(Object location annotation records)
— begin —

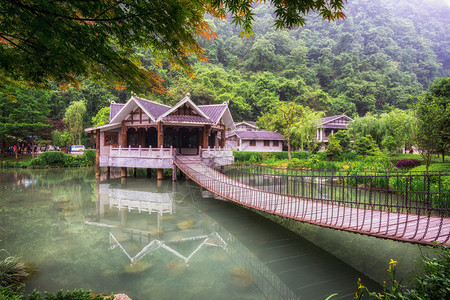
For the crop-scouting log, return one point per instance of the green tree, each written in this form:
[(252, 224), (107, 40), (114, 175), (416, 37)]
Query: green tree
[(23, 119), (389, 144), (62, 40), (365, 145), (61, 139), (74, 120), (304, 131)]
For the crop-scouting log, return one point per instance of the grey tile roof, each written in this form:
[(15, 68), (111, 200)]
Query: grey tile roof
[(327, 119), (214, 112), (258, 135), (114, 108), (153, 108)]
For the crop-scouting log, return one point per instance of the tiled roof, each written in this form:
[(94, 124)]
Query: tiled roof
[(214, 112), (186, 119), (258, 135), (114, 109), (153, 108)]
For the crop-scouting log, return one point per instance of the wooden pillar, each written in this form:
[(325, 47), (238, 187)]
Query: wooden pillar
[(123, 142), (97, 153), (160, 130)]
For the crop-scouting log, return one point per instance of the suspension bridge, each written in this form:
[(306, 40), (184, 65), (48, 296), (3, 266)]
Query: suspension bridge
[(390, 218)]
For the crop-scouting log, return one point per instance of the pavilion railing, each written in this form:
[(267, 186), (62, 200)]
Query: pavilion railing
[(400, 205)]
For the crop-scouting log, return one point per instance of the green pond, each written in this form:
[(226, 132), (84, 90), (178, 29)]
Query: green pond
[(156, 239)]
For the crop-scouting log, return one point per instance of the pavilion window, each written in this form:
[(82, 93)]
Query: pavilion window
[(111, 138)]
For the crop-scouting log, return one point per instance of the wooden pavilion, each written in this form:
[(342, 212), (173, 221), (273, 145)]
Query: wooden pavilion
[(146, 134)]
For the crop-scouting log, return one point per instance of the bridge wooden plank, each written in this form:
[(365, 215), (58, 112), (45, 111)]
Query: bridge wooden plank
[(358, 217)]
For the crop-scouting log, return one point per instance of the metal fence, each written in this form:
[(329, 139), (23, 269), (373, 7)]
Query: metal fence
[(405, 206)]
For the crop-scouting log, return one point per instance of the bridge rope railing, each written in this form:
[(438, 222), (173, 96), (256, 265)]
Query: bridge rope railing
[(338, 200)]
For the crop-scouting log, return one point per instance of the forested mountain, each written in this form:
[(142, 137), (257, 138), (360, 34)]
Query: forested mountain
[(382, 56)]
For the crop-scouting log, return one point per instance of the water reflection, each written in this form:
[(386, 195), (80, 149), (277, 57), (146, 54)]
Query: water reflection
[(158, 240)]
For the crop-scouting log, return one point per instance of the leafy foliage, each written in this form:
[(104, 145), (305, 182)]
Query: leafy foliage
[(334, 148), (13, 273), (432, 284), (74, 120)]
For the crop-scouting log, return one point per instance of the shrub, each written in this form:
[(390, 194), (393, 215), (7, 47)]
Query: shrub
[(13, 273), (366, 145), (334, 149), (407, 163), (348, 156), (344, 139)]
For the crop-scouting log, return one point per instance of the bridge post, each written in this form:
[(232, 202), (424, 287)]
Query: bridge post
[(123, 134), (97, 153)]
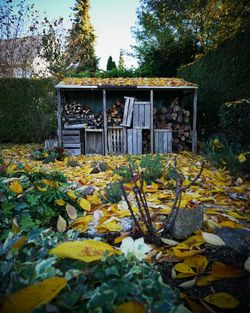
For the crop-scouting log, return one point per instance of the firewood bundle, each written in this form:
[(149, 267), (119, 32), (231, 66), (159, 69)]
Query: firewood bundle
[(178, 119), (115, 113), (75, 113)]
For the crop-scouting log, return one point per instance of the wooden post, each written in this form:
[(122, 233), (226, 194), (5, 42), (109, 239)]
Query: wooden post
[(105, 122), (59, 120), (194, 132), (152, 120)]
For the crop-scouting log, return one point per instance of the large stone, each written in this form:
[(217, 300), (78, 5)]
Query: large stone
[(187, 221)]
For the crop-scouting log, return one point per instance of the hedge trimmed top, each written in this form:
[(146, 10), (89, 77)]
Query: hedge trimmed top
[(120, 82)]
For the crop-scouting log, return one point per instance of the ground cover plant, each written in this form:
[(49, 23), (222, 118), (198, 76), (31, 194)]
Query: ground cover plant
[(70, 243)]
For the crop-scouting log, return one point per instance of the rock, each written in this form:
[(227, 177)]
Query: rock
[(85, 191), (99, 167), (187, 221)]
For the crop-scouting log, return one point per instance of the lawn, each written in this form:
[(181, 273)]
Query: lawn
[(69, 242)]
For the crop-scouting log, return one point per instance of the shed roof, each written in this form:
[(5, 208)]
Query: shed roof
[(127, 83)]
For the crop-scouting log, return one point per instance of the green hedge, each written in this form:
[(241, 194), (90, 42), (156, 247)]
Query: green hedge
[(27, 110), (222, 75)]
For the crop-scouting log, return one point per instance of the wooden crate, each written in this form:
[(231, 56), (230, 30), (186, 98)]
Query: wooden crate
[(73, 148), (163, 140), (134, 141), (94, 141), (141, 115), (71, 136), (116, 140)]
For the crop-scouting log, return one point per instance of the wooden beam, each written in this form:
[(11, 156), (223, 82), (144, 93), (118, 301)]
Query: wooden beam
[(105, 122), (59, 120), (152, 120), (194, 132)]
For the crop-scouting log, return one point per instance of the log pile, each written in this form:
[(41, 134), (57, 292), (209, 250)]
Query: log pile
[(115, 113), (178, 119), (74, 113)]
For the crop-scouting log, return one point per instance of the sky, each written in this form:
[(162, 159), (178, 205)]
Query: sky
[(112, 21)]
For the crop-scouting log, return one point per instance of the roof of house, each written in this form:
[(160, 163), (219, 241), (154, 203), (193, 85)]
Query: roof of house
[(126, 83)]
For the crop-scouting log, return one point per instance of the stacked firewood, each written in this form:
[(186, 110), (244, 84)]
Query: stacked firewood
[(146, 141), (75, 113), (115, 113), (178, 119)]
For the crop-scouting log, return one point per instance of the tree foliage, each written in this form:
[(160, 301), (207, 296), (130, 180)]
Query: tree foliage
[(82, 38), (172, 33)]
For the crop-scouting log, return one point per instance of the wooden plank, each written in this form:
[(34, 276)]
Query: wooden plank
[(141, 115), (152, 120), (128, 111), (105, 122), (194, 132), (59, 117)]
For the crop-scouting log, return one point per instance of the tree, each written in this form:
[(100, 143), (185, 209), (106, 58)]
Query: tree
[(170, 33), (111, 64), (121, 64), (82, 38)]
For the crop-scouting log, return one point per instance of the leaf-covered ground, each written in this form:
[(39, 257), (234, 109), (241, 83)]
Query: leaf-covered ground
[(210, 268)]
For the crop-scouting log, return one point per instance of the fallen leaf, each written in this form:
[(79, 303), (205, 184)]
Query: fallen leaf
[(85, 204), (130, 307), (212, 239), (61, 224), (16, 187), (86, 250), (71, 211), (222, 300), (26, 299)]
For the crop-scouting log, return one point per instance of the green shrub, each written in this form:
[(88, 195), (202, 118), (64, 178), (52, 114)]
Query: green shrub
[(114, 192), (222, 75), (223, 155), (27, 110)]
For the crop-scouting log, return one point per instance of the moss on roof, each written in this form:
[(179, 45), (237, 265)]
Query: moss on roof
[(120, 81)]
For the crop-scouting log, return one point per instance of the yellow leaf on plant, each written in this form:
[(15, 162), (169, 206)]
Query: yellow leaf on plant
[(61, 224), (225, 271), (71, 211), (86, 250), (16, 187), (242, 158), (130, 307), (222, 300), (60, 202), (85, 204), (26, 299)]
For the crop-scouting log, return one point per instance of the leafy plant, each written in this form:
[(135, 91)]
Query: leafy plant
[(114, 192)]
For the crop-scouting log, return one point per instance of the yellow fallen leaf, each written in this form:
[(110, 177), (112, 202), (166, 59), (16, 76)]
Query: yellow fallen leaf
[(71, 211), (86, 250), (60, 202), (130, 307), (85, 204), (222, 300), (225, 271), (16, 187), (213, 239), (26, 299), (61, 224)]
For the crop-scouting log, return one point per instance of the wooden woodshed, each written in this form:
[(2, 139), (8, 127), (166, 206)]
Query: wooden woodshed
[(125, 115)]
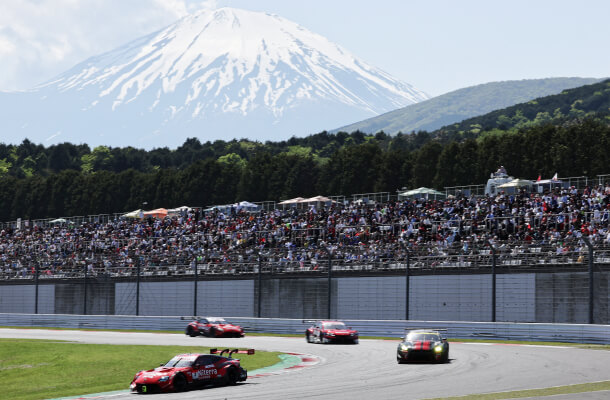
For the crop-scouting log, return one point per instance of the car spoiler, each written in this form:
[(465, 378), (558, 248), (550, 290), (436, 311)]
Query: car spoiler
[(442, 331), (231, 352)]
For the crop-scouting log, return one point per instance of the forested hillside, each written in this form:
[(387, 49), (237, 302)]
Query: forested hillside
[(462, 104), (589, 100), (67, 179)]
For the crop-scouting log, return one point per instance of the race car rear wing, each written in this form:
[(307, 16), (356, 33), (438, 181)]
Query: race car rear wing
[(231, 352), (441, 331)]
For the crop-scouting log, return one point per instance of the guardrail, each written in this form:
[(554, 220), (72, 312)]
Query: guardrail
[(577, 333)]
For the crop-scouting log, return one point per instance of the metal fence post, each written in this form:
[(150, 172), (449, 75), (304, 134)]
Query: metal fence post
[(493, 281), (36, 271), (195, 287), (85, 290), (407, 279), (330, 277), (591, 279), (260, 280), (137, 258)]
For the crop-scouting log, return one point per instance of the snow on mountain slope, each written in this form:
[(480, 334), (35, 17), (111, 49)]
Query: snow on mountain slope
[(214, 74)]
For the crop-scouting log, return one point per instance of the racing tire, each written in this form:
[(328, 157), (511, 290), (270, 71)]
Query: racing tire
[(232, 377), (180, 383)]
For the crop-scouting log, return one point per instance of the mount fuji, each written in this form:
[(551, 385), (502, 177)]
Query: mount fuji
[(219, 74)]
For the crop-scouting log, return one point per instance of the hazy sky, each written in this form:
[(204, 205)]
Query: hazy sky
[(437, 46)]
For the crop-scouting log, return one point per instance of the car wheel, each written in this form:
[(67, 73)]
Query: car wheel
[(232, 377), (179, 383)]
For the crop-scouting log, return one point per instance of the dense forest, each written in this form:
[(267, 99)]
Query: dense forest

— end —

- Aim -
Copy out word for word the lines of the records from the line with "of the water" up to and including the line with "[(120, 82)]". Leave the pictures out of your answer.

- Reply to the task -
For the crop-scouting log, return one point per instance of the water reflection, each written in this form:
[(386, 195), (80, 149), (277, 57), (146, 54)]
Query: water reflection
[(158, 240)]
For the crop-scouting log, return one point per instance of the leafy foliage, each written in this form:
[(104, 145), (305, 182)]
Query: leafy foliage
[(334, 148), (13, 273), (432, 284), (74, 120)]
For the crop-scouting log, return one point per instance of the shrub, each written in this form:
[(390, 194), (393, 215), (7, 47)]
Query: shrub
[(13, 273), (366, 145), (334, 149), (407, 163), (348, 156), (344, 139)]
For the crop-scouting log, return one point per instance of the bridge post, each written in this form:
[(232, 202), (424, 287)]
Query: bridge post
[(123, 134), (97, 153)]
For the crop-scouting log, return one point per instance of the firewood bundle, each written in this form:
[(149, 267), (119, 32), (231, 66), (159, 69)]
Query: firewood bundle
[(178, 119), (115, 113), (75, 113)]
For the crop-scouting log, return one point per instance of the wooden post, each written in this form:
[(122, 233), (226, 194), (5, 42), (109, 239)]
Query: wooden post
[(105, 122), (59, 120), (194, 132), (152, 120)]
For the crop-scouting log, return one point per instance of the large stone, each written in this form:
[(217, 300), (78, 5)]
Query: large stone
[(187, 221)]
For the crop-scouting log, return one point per instance of the hedge trimmed top, each written in this form:
[(146, 10), (89, 77)]
Query: hedge trimmed top
[(120, 82)]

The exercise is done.